Copy everything from the line containing "Can you spot the dark brown" down to the line containing "x=101, y=256", swapping "photo" for "picture" wherever it occurs and leaving out the pictures.

[Point labeling lines]
-- start --

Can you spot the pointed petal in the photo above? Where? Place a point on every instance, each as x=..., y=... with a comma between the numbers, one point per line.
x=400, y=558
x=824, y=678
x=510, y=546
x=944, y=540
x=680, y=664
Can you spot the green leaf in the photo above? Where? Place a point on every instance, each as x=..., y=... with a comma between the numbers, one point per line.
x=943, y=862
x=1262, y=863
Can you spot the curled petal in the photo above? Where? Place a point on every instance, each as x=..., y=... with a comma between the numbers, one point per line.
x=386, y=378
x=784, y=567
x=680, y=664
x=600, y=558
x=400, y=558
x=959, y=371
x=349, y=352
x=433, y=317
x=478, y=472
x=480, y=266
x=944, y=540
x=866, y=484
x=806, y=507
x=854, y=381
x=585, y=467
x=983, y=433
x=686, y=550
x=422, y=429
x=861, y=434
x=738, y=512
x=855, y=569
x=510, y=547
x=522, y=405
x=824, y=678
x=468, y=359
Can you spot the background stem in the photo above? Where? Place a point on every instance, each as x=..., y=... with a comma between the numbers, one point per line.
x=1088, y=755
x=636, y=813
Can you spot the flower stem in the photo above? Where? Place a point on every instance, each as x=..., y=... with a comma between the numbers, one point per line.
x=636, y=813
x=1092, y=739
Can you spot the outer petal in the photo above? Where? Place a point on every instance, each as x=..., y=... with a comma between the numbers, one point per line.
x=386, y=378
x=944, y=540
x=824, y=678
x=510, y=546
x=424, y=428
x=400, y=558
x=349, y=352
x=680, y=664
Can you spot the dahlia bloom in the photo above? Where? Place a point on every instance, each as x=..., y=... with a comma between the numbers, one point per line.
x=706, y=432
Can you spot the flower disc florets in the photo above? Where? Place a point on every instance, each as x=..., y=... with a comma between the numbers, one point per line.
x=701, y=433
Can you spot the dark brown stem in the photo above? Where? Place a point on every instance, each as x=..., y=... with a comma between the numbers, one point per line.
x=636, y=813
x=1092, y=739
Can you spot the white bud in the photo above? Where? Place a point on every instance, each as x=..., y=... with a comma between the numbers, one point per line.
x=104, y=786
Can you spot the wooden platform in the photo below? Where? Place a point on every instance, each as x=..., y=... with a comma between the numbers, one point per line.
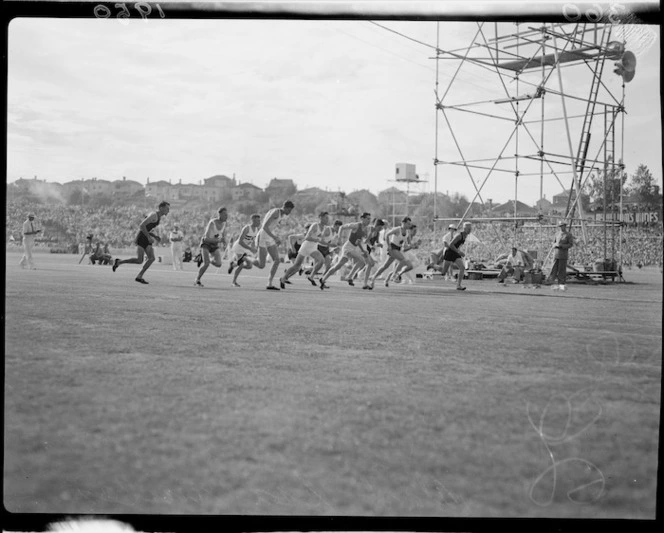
x=605, y=275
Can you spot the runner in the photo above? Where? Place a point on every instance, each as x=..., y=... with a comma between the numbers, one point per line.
x=352, y=248
x=268, y=241
x=212, y=242
x=395, y=239
x=309, y=248
x=244, y=249
x=144, y=240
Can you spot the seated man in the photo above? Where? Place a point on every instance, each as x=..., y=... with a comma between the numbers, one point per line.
x=516, y=263
x=101, y=256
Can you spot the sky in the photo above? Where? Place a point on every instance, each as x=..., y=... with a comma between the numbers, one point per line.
x=334, y=104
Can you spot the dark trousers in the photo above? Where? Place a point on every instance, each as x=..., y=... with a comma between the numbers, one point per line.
x=559, y=271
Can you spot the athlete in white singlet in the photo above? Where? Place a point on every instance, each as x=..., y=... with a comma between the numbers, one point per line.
x=395, y=239
x=244, y=249
x=268, y=242
x=309, y=248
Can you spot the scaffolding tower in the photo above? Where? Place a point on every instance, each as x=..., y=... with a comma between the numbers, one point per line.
x=545, y=110
x=407, y=183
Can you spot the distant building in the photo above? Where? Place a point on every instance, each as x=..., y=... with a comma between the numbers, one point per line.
x=246, y=191
x=97, y=187
x=126, y=188
x=40, y=188
x=187, y=191
x=219, y=181
x=561, y=200
x=159, y=190
x=280, y=189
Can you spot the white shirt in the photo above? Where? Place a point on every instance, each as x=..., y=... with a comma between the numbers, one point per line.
x=176, y=236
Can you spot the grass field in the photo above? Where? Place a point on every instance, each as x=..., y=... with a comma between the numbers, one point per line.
x=412, y=401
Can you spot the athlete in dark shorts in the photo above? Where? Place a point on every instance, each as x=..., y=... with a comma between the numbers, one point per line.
x=144, y=240
x=395, y=239
x=455, y=256
x=213, y=238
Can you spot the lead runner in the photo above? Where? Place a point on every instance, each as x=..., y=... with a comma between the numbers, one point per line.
x=144, y=240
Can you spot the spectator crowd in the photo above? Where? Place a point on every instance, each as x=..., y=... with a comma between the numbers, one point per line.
x=66, y=227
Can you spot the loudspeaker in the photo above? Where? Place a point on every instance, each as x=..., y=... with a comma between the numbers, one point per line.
x=626, y=66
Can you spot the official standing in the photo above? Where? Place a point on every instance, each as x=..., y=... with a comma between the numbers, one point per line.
x=30, y=230
x=176, y=236
x=561, y=245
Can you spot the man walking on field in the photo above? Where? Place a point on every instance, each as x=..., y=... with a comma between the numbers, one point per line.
x=144, y=241
x=561, y=245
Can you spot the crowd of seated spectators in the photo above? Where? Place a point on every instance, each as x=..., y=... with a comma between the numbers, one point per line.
x=116, y=227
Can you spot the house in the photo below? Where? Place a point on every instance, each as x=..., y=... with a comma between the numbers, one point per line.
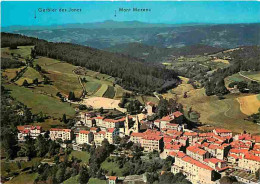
x=222, y=132
x=111, y=134
x=63, y=134
x=28, y=130
x=85, y=137
x=193, y=136
x=112, y=179
x=150, y=108
x=197, y=153
x=195, y=171
x=152, y=142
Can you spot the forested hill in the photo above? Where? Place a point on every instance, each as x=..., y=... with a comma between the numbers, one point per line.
x=156, y=54
x=131, y=73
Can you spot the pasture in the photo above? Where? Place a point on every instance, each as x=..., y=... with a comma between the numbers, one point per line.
x=40, y=102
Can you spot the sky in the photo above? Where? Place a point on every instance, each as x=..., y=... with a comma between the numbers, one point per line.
x=22, y=13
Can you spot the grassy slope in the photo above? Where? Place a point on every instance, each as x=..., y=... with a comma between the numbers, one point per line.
x=39, y=102
x=111, y=166
x=29, y=75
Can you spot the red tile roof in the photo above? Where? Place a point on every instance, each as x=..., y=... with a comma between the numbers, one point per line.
x=172, y=146
x=196, y=150
x=60, y=129
x=135, y=134
x=190, y=134
x=214, y=160
x=222, y=130
x=84, y=132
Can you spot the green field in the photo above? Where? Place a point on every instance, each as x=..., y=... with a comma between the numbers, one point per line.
x=23, y=178
x=12, y=166
x=41, y=103
x=219, y=113
x=29, y=75
x=82, y=155
x=10, y=73
x=74, y=180
x=110, y=93
x=111, y=167
x=252, y=75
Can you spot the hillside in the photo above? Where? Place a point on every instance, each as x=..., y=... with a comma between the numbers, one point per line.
x=167, y=36
x=130, y=73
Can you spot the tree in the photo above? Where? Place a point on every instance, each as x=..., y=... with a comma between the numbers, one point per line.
x=41, y=146
x=9, y=143
x=27, y=148
x=242, y=86
x=33, y=53
x=35, y=81
x=254, y=87
x=25, y=83
x=101, y=110
x=162, y=109
x=60, y=175
x=83, y=175
x=64, y=119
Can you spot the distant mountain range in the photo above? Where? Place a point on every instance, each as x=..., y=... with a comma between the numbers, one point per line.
x=109, y=24
x=108, y=34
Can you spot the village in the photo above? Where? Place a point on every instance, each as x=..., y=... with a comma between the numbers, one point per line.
x=203, y=157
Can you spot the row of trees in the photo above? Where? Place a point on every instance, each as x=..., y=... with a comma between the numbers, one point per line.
x=130, y=73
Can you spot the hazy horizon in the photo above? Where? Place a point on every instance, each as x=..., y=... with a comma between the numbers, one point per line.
x=170, y=13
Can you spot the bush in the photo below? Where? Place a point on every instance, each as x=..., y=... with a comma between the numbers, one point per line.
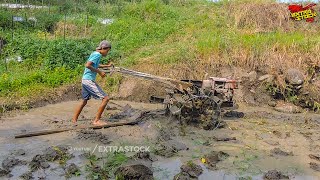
x=51, y=53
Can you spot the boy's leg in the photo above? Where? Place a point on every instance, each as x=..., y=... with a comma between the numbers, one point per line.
x=103, y=105
x=78, y=110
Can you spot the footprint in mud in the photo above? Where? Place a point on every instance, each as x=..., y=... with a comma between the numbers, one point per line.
x=274, y=175
x=27, y=176
x=279, y=152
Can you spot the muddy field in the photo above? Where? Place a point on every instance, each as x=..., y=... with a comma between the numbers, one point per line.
x=265, y=144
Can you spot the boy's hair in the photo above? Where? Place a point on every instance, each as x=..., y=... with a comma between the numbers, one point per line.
x=103, y=45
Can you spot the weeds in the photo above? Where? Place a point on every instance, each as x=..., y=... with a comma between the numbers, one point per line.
x=104, y=167
x=157, y=32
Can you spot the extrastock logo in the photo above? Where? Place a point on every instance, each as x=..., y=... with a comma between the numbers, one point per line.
x=298, y=12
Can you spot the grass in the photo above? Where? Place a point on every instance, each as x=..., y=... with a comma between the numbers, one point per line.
x=110, y=163
x=160, y=33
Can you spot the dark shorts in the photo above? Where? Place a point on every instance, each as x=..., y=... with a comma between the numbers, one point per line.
x=91, y=88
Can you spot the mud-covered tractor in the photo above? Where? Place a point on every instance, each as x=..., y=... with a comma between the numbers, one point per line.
x=199, y=101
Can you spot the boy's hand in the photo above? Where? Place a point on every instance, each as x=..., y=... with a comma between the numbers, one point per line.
x=102, y=74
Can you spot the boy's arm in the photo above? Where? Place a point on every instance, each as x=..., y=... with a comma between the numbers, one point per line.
x=110, y=64
x=89, y=66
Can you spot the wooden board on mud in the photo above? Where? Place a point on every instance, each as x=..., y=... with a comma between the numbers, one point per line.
x=130, y=121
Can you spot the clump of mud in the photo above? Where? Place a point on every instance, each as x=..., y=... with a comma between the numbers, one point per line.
x=274, y=175
x=11, y=162
x=211, y=125
x=89, y=134
x=136, y=171
x=53, y=153
x=27, y=176
x=144, y=156
x=279, y=152
x=4, y=172
x=127, y=111
x=234, y=114
x=38, y=161
x=315, y=157
x=166, y=146
x=19, y=152
x=214, y=157
x=315, y=166
x=189, y=171
x=71, y=169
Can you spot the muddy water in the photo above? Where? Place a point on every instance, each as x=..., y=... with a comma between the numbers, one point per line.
x=251, y=155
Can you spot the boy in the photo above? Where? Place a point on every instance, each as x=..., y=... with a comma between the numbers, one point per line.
x=89, y=86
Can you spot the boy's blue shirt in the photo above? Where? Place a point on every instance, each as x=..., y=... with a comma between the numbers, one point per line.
x=95, y=58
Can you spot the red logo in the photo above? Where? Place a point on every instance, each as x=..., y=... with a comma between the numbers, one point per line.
x=298, y=12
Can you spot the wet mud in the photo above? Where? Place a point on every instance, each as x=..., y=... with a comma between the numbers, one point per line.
x=274, y=175
x=262, y=141
x=189, y=171
x=92, y=135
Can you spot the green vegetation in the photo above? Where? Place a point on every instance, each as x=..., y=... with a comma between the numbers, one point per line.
x=110, y=163
x=159, y=32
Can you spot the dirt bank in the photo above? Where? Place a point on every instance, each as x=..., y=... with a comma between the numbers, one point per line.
x=246, y=141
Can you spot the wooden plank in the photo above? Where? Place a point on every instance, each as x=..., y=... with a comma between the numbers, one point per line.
x=130, y=121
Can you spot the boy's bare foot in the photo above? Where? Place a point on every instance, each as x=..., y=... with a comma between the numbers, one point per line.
x=99, y=123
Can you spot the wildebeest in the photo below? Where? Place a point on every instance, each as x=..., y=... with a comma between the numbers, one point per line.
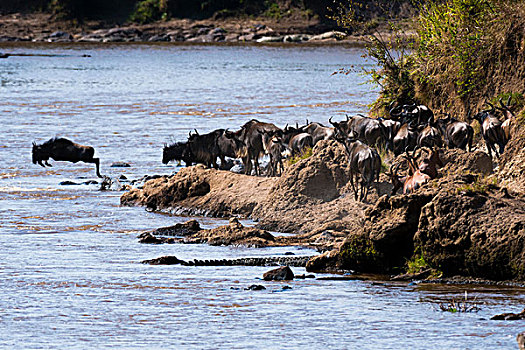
x=177, y=151
x=405, y=139
x=392, y=127
x=297, y=140
x=491, y=130
x=365, y=163
x=456, y=134
x=203, y=148
x=368, y=130
x=417, y=174
x=508, y=113
x=418, y=114
x=429, y=137
x=229, y=146
x=61, y=149
x=275, y=147
x=254, y=142
x=318, y=131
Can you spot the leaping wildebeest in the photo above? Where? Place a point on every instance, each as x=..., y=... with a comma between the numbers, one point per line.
x=61, y=149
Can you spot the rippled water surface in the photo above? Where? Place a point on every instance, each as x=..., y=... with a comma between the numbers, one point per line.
x=70, y=263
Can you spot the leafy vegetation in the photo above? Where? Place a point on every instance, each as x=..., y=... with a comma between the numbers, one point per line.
x=481, y=185
x=147, y=11
x=460, y=305
x=307, y=152
x=418, y=264
x=464, y=53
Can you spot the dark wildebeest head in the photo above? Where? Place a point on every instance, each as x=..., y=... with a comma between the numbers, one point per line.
x=61, y=149
x=203, y=148
x=39, y=154
x=176, y=151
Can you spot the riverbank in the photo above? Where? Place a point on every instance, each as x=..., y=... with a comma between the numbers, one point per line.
x=42, y=27
x=462, y=223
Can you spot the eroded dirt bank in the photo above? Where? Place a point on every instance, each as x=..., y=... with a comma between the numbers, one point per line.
x=462, y=223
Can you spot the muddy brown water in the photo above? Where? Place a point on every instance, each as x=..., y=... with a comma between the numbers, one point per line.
x=70, y=262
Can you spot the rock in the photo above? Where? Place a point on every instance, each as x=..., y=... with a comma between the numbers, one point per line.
x=120, y=165
x=179, y=229
x=329, y=35
x=510, y=316
x=268, y=39
x=477, y=235
x=233, y=234
x=247, y=37
x=282, y=273
x=255, y=287
x=412, y=276
x=160, y=38
x=296, y=38
x=521, y=340
x=68, y=183
x=59, y=36
x=328, y=261
x=202, y=190
x=147, y=237
x=165, y=260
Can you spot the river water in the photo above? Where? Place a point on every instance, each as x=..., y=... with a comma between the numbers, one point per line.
x=70, y=266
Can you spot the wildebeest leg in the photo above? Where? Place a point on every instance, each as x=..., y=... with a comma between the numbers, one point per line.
x=97, y=164
x=247, y=165
x=353, y=185
x=256, y=163
x=487, y=143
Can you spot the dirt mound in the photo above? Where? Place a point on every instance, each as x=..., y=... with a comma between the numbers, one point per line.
x=512, y=163
x=309, y=198
x=233, y=234
x=200, y=191
x=312, y=196
x=474, y=234
x=462, y=223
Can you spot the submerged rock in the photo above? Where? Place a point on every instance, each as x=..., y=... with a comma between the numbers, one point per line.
x=255, y=287
x=283, y=273
x=510, y=316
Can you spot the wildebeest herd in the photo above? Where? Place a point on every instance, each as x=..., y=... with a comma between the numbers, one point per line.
x=410, y=131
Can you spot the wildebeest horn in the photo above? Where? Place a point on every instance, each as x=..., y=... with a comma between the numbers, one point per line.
x=492, y=108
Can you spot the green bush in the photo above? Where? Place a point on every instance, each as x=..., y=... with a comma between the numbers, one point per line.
x=148, y=11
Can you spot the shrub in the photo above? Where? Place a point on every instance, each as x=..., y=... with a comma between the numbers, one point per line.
x=147, y=11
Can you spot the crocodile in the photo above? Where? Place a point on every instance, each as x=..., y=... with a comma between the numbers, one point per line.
x=296, y=261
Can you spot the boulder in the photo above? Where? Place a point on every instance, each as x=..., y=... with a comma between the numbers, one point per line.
x=233, y=234
x=509, y=316
x=165, y=260
x=180, y=229
x=282, y=273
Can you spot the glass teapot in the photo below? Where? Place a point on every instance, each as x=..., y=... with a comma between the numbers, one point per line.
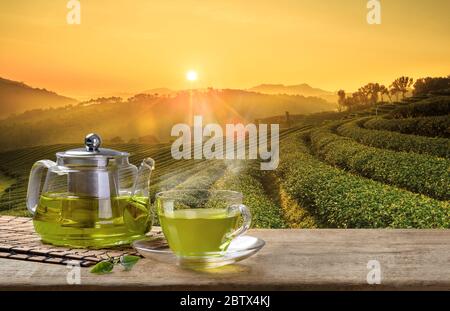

-- end --

* FINAL ANSWER:
Can you spot the dark brown stem in the picture above? Where? Place a point on every instance, each as x=..., y=... with a comma between the numbers, one point per line.
x=636, y=813
x=1092, y=739
Can you spot the white bud in the picture above? Where? Place a point on every instance, each as x=..., y=... with a comma between the numbers, one point per line.
x=104, y=786
Can you spot the wooden platform in the picture below? Where? Place a point on every instance, each as x=..., y=... with a comma between the numbers, one point per line.
x=605, y=275
Can you spot the runner in the picture above? Where? Place a point on every instance, each as x=..., y=... with a comma between the numbers, one point per line.
x=352, y=248
x=268, y=241
x=212, y=242
x=395, y=239
x=309, y=248
x=244, y=249
x=144, y=240
Can you spot the seated man in the picture above? Where? Place a point on every instance, each as x=..., y=... with a comma between the numbers, one point per line.
x=516, y=263
x=101, y=256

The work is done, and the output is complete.